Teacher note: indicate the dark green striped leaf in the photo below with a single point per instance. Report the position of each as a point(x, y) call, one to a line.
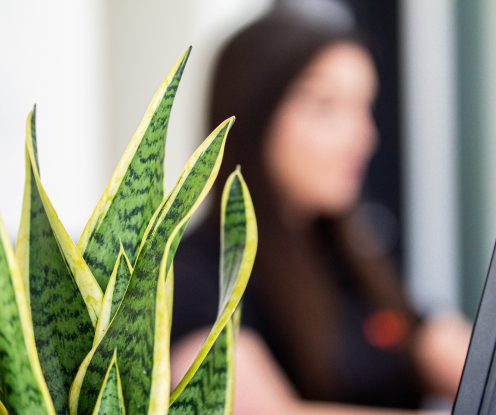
point(62, 324)
point(140, 329)
point(110, 400)
point(136, 188)
point(207, 387)
point(114, 293)
point(24, 390)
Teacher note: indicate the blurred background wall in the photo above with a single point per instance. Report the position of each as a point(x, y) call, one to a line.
point(92, 67)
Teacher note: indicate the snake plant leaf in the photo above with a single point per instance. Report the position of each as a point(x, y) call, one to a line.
point(62, 323)
point(136, 188)
point(211, 389)
point(114, 293)
point(110, 400)
point(34, 193)
point(24, 390)
point(140, 330)
point(208, 384)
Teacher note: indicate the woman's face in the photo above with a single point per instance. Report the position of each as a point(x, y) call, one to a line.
point(322, 135)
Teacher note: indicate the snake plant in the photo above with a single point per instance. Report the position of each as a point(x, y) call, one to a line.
point(85, 328)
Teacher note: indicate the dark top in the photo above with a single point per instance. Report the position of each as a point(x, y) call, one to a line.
point(370, 374)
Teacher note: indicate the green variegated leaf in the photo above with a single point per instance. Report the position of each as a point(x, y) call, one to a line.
point(24, 390)
point(207, 387)
point(136, 188)
point(211, 389)
point(140, 329)
point(34, 193)
point(110, 400)
point(62, 320)
point(116, 288)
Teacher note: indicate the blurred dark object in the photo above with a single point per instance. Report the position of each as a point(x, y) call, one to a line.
point(378, 20)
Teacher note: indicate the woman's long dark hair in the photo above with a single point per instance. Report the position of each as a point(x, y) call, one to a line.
point(292, 276)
══════════
**TASK GOAL**
Pictures aside, restate the entries word for word.

**EXERCISE OUTPUT**
Teacher note: indicate the dark green striped leaf in the photo below with a single point per instance. Report the position of each as a point(x, y) call, one to a line.
point(62, 324)
point(140, 329)
point(110, 400)
point(136, 188)
point(207, 387)
point(114, 293)
point(24, 390)
Teacher note: indicate the blurred background wall in the photo above with a single point per instance. Report the position of each as a point(x, y) call, one to a line.
point(92, 67)
Teacher note: indicate the snake plant leaf in the photo above with a single point per instance. Report the position of each as a point(x, y) call, one to a line.
point(62, 323)
point(136, 188)
point(211, 389)
point(114, 293)
point(110, 400)
point(34, 193)
point(24, 390)
point(140, 330)
point(208, 384)
Teacher note: indicate the woman's face in the photo above with a single point per instance. Report the position of each as a point(x, y) call, one to a line.
point(322, 135)
Teacher note: indicate the snake plant in the photo above with a single point per instance. Report the position of each as a point(x, y) call, one to a line.
point(85, 328)
Teacher note: indicate the dark top in the photo above with a single point per instance. Report the position of each as a point(x, y) call, one to a line.
point(370, 374)
Teacher note: indicate the green variegated leaf in the photo above with a single point per instance. Report the position of each as a point(x, y) call, one to a line.
point(24, 390)
point(207, 387)
point(136, 188)
point(211, 389)
point(140, 329)
point(34, 193)
point(110, 400)
point(62, 320)
point(116, 288)
Teacher note: indicate the blurred dark object in the photo above with a single point per instance. Report the position of each as a point(x, y) call, one to a line.
point(378, 20)
Teacher note: indicate the woman's long dark hair in the photo above with a single point per instance. Report the position of each as a point(x, y) call, one to a line.
point(292, 276)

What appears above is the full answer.